> _What is needed_:
Whatever the records say, repeat them exactly as given.
[Records]
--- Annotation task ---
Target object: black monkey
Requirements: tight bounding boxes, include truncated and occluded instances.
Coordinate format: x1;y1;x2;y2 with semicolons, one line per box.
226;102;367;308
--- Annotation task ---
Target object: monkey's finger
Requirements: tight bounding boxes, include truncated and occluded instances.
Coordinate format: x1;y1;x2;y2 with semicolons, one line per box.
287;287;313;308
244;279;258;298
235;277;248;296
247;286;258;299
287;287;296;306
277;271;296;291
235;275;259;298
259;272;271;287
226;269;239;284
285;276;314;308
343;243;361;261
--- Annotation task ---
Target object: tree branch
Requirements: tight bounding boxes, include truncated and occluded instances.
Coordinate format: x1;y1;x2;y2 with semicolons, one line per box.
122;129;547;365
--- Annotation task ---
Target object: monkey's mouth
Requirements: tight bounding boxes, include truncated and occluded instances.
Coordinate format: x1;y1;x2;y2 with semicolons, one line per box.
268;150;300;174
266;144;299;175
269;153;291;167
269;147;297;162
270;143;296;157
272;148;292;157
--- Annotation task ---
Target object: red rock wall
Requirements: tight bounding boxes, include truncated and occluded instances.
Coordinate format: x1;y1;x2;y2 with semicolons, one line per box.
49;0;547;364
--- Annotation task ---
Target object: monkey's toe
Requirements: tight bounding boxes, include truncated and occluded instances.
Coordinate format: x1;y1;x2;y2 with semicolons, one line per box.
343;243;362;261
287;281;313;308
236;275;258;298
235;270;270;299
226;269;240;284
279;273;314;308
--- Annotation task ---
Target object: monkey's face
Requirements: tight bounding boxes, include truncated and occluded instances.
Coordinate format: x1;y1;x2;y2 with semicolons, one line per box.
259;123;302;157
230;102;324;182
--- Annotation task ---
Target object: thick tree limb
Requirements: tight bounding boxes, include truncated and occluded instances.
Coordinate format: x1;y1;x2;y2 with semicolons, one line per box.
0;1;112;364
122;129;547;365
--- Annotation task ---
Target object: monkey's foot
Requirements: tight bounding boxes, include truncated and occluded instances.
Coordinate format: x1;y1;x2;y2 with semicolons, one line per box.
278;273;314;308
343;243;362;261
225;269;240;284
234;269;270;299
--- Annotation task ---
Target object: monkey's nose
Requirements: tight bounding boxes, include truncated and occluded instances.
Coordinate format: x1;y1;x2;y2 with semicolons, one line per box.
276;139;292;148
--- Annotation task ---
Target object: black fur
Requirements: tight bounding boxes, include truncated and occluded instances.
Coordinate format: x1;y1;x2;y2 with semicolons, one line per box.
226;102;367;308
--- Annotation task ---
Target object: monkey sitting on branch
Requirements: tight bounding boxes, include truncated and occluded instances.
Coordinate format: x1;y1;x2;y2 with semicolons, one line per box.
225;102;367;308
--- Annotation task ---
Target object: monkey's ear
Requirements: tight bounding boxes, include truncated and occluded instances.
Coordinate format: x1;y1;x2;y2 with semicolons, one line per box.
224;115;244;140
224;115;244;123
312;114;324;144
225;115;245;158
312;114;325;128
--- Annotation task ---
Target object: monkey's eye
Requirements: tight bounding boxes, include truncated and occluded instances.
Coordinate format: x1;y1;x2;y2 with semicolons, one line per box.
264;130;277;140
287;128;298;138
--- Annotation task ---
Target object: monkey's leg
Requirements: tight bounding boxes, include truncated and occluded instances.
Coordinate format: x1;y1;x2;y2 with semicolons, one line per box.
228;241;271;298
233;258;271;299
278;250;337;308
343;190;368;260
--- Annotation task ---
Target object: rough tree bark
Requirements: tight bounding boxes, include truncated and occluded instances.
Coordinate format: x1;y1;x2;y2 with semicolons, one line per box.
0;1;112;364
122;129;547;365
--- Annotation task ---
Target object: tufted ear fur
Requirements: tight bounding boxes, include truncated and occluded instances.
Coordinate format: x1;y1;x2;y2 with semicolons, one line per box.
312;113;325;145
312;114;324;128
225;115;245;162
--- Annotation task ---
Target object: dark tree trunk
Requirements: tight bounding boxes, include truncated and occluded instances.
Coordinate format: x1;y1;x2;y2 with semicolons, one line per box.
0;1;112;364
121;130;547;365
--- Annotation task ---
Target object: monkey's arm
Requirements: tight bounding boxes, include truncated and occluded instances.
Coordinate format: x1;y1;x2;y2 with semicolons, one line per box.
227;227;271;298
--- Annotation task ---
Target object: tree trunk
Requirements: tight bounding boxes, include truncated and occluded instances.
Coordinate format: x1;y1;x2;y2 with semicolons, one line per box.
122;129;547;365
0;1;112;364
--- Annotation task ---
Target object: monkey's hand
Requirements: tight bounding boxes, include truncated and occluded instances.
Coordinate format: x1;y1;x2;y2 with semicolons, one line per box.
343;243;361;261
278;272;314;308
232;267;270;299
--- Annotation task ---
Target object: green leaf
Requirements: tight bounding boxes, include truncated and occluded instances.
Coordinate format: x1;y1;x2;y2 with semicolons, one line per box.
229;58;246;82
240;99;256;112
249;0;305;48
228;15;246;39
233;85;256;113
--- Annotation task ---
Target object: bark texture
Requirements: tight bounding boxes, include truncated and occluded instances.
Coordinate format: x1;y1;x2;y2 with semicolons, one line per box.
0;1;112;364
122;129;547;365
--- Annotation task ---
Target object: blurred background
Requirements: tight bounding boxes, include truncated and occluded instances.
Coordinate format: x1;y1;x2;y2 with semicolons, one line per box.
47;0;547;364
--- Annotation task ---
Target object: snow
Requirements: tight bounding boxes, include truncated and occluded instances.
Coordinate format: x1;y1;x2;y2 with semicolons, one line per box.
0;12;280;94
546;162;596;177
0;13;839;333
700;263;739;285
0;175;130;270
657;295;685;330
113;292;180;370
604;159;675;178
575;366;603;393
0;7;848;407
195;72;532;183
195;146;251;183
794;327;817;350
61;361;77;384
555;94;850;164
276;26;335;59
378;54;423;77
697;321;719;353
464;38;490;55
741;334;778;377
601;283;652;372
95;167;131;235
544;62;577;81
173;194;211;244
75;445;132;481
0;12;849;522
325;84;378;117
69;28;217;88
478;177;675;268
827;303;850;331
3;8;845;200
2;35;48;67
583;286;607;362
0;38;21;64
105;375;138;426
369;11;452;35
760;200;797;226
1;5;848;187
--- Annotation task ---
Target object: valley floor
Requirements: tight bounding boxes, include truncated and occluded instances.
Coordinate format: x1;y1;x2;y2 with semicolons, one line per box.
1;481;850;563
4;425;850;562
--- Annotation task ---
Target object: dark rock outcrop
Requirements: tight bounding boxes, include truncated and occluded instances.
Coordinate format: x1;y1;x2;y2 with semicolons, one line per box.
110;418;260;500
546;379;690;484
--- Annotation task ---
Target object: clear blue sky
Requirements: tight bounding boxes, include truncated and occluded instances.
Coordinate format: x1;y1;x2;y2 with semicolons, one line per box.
[/Records]
> _Result for this task_:
--- Annotation task ---
Target object: black monkey
Requirements: tight bounding boxes, include truncated and occluded instances.
Coordinate format: x1;y1;x2;y2 with semicolons, one line per box.
226;102;367;308
--- Annotation task ---
Target object: monkey's finger
Requirements: tight bounding boxes, include truncated and occluded instances.
Coordinate format: x1;y1;x2;y2 with semicolons, one line per box.
287;287;313;308
244;279;258;298
235;277;248;296
247;286;258;299
287;287;296;306
277;271;296;291
235;275;259;298
259;272;271;287
226;269;239;284
285;276;314;308
343;243;361;261
--- Annotation task ---
Target object: tree branch
Requirements: tight bounding boxes, include truncated and occluded instances.
Coordinate format: x1;y1;x2;y2 with semicolons, one line per box.
122;129;547;365
--- Annotation task ---
Target object: monkey's mouth
Requirements: tight bounding boxes, include truncated and occluded instances.
Coordinate format: x1;y1;x2;y2 with semicolons, one line per box.
268;150;300;174
266;144;299;175
269;153;291;167
269;147;297;162
270;143;296;157
272;148;292;157
--- Annotation task ---
Target object: red rock wall
Requirements: tight bounding boxes, include truncated and occluded instances.
Coordinate format: x1;y1;x2;y2 with semicolons, one line per box.
49;0;547;364
--- Annotation task ---
Target object: monkey's toe
Requirements: tight bounding boxes, include truncated and occluded instances.
Coordinate format: x1;y1;x2;y2 with semicolons, one line per box.
343;243;362;261
287;281;313;308
236;275;258;298
235;270;270;299
226;269;240;284
279;273;314;308
--- Annotation task ---
Target object: monkey's face
Requirements: tight bounding boxes, include truncated and occluded instances.
Coordinate format: x1;y1;x2;y2 with semicolons, one line per box.
259;123;302;157
230;102;324;182
--- Annotation task ---
Target object: thick tree limb
Requirements: tight bounding boxes, include truncated and occluded instances.
Coordinate format: x1;y1;x2;y2 with semicolons, one line per box.
0;1;112;364
122;129;547;365
--- Annotation task ---
Target object: monkey's foot
Requirements: tight bounding boxes, include truncated and occluded instances.
Coordinate format: x1;y1;x2;y2 with semicolons, one line per box.
278;273;314;308
343;243;362;261
225;269;240;284
234;269;270;299
--- Annotation task ---
Target object: monkey's nose
Requirements: tight bounding boxes, include truncated and occluded instances.
Coordinate format: x1;y1;x2;y2 with semicolons, one line per box.
276;139;292;148
--- Annotation task ---
Target object: black fur
Requirements: tight bounding boxes, include truncated and occluded instances.
Coordinate format: x1;y1;x2;y2 with semicolons, one line per box.
226;102;367;308
--- Annotation task ---
Target object: monkey sitting on branch
Requirements: tight bounding boxes, include truncated and occluded instances.
Coordinate format: x1;y1;x2;y2 with semicolons, one line per box.
225;102;367;308
--- Annotation task ---
Target object: monkey's ear
Requirements: tight bounding boxes, include truncated and occluded instances.
Coordinate format: x1;y1;x2;y2 with semicolons, one line per box.
224;115;244;140
224;115;244;123
312;114;324;144
225;115;245;158
312;114;325;128
--- Annotation task ---
Target object: monkey's eye
Requirements: tight bounding boxes, include truncated and occluded instances.
Coordinate format: x1;y1;x2;y2 with semicolons, one line per box.
264;130;277;140
287;128;298;138
--- Annotation task ---
Target object: monkey's leg
Requirements: tight bounding boxes, include truncated and occluded instances.
Coordinate format: x1;y1;x2;y2 with semicolons, one line per box.
228;241;271;298
233;258;271;299
278;250;337;308
343;190;368;260
--- Annotation task ---
Target object: rough tree bark
Requirements: tight bounding boxes, include truncated and occluded instances.
Coordinate format: x1;y1;x2;y2 with semicolons, one line per box.
0;1;112;364
122;129;547;365
--- Annotation task ---
Target object: tufted ear fur
Requirements: tight bounding boxes, include truncated and occluded instances.
Coordinate format: x1;y1;x2;y2 with semicolons, one line per box.
312;113;325;145
312;114;324;128
225;115;245;162
--- Annotation task ---
Target object: dark tree trunk
Requirements: tight bounding boxes, include truncated and occluded instances.
Coordinate format: x1;y1;x2;y2 with semicolons, one line per box.
0;1;112;364
121;130;547;365
--- Annotation task ---
Target object: monkey's arm
Requirements: tight bounding boxes, include truncated and occluded instances.
Coordinate format: x1;y1;x2;y2 with semicolons, one line per box.
227;227;271;298
--- Annotation task ---
Target object: tree trunk
Requirements: tight bounding boxes, include truncated and occluded instances.
Coordinate format: x1;y1;x2;y2 with semicolons, one line per box.
122;129;547;365
0;1;112;364
--- Annotation task ---
Target object: monkey's hand
Requirements: tight bounding boxes, include truncated and occluded instances.
Coordinate format: x1;y1;x2;y2 with semicolons, one line per box.
343;243;361;261
278;272;314;308
232;267;270;299
--- Annotation task ---
Target object: green leaf
Requirements: tight bounding boxes, include truncated and occluded instances.
Coordinate format: x1;y1;x2;y2 with semicolons, one line per box.
229;58;246;82
240;99;256;112
249;0;305;48
228;15;246;39
233;85;256;113
--- Annotation task ---
Target object: bark texture
Requirements: tight bounding boxes, include truncated and occluded instances.
Coordinate format: x1;y1;x2;y2 with semicolons, one line per box.
0;1;112;364
122;129;547;365
--- Annotation task ---
Target object: blurred background
Requirements: tight bounding boxes, include truncated and occluded instances.
Coordinate format: x1;y1;x2;y2 with semicolons, one line per box.
47;0;547;364
--- Annotation task ---
Target object: snow
Requirements: tight bounding boxes, include truncated and occluded instances.
Coordinate format: x1;y1;x2;y2 with semicolons, one line per box.
0;12;280;94
546;162;596;177
0;13;839;333
700;263;739;285
0;175;130;270
657;295;685;330
113;292;180;370
604;159;675;178
575;366;603;393
0;7;848;407
195;72;532;183
195;146;251;183
794;327;817;350
61;361;77;384
555;94;850;164
276;26;335;59
378;54;423;77
697;321;719;353
464;38;490;55
741;334;778;377
601;283;652;372
95;167;131;235
544;62;577;81
173;194;211;244
75;445;132;481
0;12;849;522
325;84;378;117
69;28;217;88
478;177;675;268
827;303;850;331
3;8;845;200
2;35;48;67
583;286;607;362
0;38;21;64
105;375;138;426
369;11;452;35
760;200;797;226
1;5;848;187
--- Annotation task ---
Target object: valley floor
Requirements: tight bounding boxes, include truncated and occluded instances.
Coordinate format: x1;y1;x2;y2 with semicolons, one line per box.
1;481;850;563
4;425;850;562
--- Annotation task ---
Target object: dark rock outcrop
Requirements: tight bounding boxes, include truncated and occluded instances.
Coordinate format: x1;y1;x2;y2 with semicolons, one line per box.
110;418;260;500
546;379;690;484
--- Annotation task ---
Target object: clear blue sky
Requirements: tight bounding boxes, include truncated and occluded instances.
Coordinate format: x1;y1;x2;y2 with semicolons, one line per box.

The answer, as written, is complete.